* _Problem to work on_: Update the rows below, replacing every occurrence of "dead grass" with "withered grass" and leaving everything else unchanged.

* _Provided material_:
╔══

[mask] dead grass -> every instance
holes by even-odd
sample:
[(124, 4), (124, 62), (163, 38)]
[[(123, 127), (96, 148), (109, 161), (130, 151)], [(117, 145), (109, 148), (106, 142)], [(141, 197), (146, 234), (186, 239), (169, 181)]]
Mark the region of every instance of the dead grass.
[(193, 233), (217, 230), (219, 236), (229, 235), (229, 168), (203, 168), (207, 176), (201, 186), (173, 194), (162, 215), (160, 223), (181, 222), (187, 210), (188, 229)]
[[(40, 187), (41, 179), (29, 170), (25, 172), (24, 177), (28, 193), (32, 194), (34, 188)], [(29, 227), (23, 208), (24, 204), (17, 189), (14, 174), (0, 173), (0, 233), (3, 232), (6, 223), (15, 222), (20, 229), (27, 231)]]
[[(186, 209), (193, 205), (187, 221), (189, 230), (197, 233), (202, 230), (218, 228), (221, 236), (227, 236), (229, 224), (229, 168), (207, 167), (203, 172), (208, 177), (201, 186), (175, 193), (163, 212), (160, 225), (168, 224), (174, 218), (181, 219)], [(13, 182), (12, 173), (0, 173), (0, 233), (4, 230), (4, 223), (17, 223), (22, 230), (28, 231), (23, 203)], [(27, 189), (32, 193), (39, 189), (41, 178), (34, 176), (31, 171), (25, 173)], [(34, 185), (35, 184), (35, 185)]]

╚══

* _The solution_:
[mask] withered grass -> every instance
holes by even-odd
sample:
[(124, 4), (124, 62), (163, 38)]
[[(123, 127), (96, 148), (109, 161), (130, 151)], [(117, 145), (109, 148), (106, 142)], [(141, 197), (146, 234), (186, 239), (169, 181)]]
Mark the region of every instance of the withered grass.
[(193, 233), (217, 230), (219, 236), (229, 235), (229, 168), (203, 168), (207, 176), (201, 186), (173, 194), (162, 215), (160, 223), (181, 222), (187, 210), (188, 229)]
[[(40, 187), (41, 179), (29, 170), (25, 172), (24, 177), (28, 193), (32, 194), (34, 188)], [(29, 227), (23, 208), (24, 204), (17, 189), (14, 174), (0, 173), (0, 233), (3, 232), (6, 223), (15, 222), (20, 229), (27, 231)]]
[[(186, 209), (193, 205), (187, 221), (189, 230), (197, 233), (202, 230), (218, 228), (221, 236), (227, 236), (229, 224), (229, 168), (207, 167), (203, 172), (208, 177), (201, 186), (175, 193), (163, 212), (160, 225), (168, 224), (174, 218), (181, 219)], [(13, 182), (12, 173), (0, 173), (0, 233), (4, 230), (4, 223), (17, 223), (22, 230), (28, 231), (23, 203)], [(27, 189), (32, 193), (39, 189), (41, 178), (34, 176), (31, 171), (25, 173)], [(34, 185), (35, 184), (35, 185)]]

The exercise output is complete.